(Point annotation dataset records)
************

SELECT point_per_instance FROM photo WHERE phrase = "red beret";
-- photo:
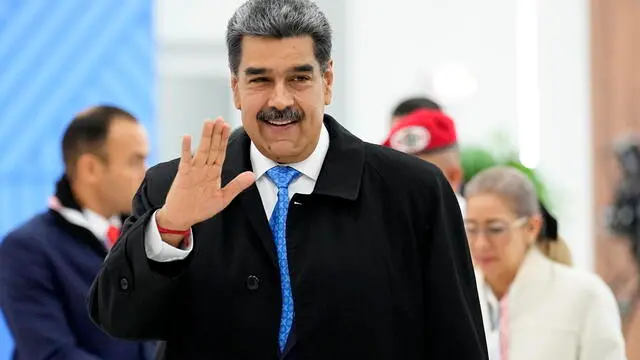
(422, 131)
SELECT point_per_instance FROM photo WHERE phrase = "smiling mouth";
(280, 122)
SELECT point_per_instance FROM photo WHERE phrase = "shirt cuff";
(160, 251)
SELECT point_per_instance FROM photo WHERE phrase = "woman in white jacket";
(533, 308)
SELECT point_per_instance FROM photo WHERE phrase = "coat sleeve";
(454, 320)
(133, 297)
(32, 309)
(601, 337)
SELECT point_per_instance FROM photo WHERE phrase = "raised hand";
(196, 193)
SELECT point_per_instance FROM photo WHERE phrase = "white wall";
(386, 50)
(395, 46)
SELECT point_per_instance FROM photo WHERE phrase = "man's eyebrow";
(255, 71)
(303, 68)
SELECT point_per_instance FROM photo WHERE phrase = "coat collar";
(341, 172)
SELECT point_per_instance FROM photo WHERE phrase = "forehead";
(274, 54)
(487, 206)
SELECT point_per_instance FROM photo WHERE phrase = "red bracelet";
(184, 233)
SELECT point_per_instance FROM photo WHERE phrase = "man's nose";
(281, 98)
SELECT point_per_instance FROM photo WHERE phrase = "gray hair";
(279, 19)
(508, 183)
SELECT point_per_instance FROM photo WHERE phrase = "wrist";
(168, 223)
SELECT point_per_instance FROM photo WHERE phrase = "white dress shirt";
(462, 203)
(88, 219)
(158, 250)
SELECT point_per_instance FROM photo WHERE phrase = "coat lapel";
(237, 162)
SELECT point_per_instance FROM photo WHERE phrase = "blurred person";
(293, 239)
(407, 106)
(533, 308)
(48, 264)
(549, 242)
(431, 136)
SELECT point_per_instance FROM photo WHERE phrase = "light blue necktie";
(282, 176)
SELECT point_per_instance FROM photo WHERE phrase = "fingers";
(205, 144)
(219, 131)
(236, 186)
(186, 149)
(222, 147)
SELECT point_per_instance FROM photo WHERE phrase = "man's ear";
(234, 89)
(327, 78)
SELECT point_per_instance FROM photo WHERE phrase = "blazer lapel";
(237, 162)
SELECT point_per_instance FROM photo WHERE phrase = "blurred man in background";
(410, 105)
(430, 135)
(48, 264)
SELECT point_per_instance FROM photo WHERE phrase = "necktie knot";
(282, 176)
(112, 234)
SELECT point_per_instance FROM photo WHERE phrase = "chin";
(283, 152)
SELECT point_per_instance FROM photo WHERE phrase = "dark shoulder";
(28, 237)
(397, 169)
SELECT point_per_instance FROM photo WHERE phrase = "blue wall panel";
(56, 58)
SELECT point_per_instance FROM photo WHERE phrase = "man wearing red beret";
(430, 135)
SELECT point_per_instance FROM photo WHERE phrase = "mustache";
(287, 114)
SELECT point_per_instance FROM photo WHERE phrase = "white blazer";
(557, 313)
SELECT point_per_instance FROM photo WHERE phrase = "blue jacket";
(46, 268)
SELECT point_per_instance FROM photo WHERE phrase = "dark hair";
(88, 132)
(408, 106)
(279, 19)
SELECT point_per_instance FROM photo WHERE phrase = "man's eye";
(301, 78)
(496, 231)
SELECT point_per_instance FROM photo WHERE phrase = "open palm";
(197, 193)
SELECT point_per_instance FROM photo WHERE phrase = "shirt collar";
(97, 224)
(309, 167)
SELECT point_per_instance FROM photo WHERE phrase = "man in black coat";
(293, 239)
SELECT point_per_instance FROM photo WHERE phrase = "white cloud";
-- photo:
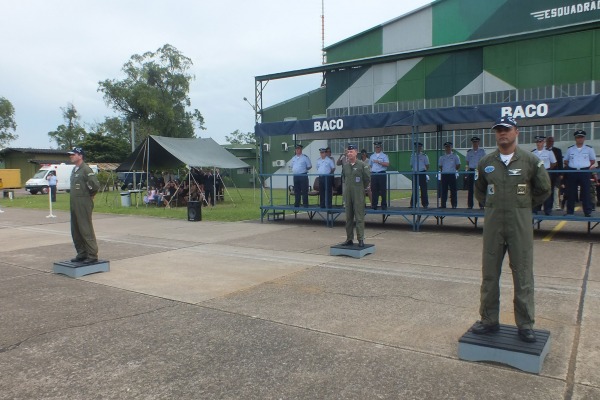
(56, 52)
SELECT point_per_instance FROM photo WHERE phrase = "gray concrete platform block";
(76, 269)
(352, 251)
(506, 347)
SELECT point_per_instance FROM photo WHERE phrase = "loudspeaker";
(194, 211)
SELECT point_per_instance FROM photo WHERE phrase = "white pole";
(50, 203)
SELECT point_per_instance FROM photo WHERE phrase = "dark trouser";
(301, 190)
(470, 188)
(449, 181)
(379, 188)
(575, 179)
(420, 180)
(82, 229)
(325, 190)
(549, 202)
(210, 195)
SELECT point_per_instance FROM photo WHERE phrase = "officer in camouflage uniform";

************

• _INSTRUCTIONS FOR THE TASK_: Exactly reproduce the entries above, minus the pictures.

• _CORRECT RESPONSE_:
SELECT point_per_instance FROM photo WHERE phrase = "red beret";
-- photo:
(422, 131)
SELECT point_per_instance FROM photo WHERE phrase = "smiling mouth";
(280, 122)
SELECT point_per_instance FROM photo WHERE phrase = "shirt cuff";
(160, 251)
SELECT point_per_instance FROM photo WHERE phrase = "woman in white jacket";
(533, 308)
SELECT point_per_instance FROM photo WHERE phrase = "coat sleeve";
(454, 320)
(133, 297)
(32, 309)
(601, 337)
SELECT point_per_instance FROM photo WHERE phrase = "raised hand";
(196, 193)
SELECT point_per_instance FROM photo WHERE phrase = "white wall";
(386, 50)
(395, 46)
SELECT point_per_instance FROM photo WHERE phrase = "man's eyebrow";
(255, 71)
(303, 68)
SELECT point_per_instance FROM photo WHERE phrase = "coat collar";
(341, 172)
SELECT point_per_instance FROM photo WHERE phrase = "forehead";
(274, 54)
(487, 206)
SELECT point_per_instance FROM photo WHERE phrase = "red bracelet";
(184, 233)
SELECT point_per_instance FROM photo WHERE phrase = "man's nose";
(281, 98)
SELECT point_per_instance FROM photo WHERE phrase = "gray hair";
(279, 19)
(508, 183)
SELECT point_per_instance FROM photo WHERE phrase = "wrist";
(168, 223)
SELECT point_per_instance FROM photo WHERE phrase = "white dress shirt";
(462, 203)
(88, 219)
(158, 250)
SELECT point_per_instance FROM photo WHERE phrase = "coat lapel";
(237, 162)
SELECT point_per_instance FROM photo WHERE phrase = "blurred person";
(293, 239)
(407, 106)
(533, 308)
(48, 264)
(549, 242)
(431, 136)
SELECT point_per_instance FROM photo WHERE phrase = "light blue necktie";
(282, 176)
SELECT point_per_instance FROM photo WHERE phrase = "fingers";
(205, 144)
(219, 131)
(236, 186)
(186, 149)
(222, 147)
SELECT point_per_instance FROM photo WHERE phrase = "man's ear";
(234, 89)
(327, 78)
SELECT point_per_instance FROM photo WHERE phrase = "blazer lapel";
(237, 162)
SELECT point_per_instance FROM photo WHERE phrase = "blurred man in background";
(410, 105)
(430, 135)
(48, 264)
SELECT point_per_instance FROM photo WHERE phrase = "necktie knot";
(282, 176)
(112, 234)
SELECT point_per_instance FROM photo WHERE phrase = "chin";
(283, 152)
SELECT point_per_instance FROM photo WHERE phrase = "dark shoulder";
(28, 237)
(397, 169)
SELECT point_per_instance FROM photo WHERE phrase = "blue wall panel";
(56, 58)
SELECT point_per_instance FROM photo WHERE phrase = "man wearing red beret";
(430, 135)
SELECT point_per_instance FROM photo WHERE phrase = "mustache";
(287, 114)
SELECT point_per_instance FROM photo WHERE phrase = "white blazer";
(557, 313)
SELECT point_per_instance FROM photo WHERE phrase = "blue jacket";
(46, 268)
SELECT point_per_instance FROM photo WHERE phrase = "dark hair";
(88, 132)
(408, 106)
(279, 19)
SELECT point_per_instance FROM photo WHERE phrase = "man's eye";
(301, 78)
(496, 231)
SELECT point_per_instance FROM photo WHERE phrase = "open palm";
(197, 193)
SELECT point_per_instance FROM photo WHERE phrase = "shirt collar";
(97, 224)
(309, 167)
SELECT point_per_instance FROM photo WHERE phrase = "man in black coat";
(293, 239)
SELECT point_per_instance FROM photo WHERE phrase = "white cloud";
-- photo:
(56, 52)
SELECT point_per_instance FROM photo WHERE phrase = "gray concrete platform block";
(76, 269)
(352, 251)
(506, 347)
SELECT point_per_instance FROM photo WHERE phrase = "loudspeaker";
(194, 211)
SELECT point_per_instance FROM photo WHERE phrase = "white pole";
(50, 203)
SELECT point_per_instance FROM photo WHERE phrase = "dark trouser";
(301, 190)
(470, 188)
(449, 181)
(379, 188)
(575, 179)
(420, 180)
(82, 229)
(325, 190)
(549, 202)
(210, 195)
SELECT point_per_instance FROM photo WHERE phrase = "officer in camouflage uniform";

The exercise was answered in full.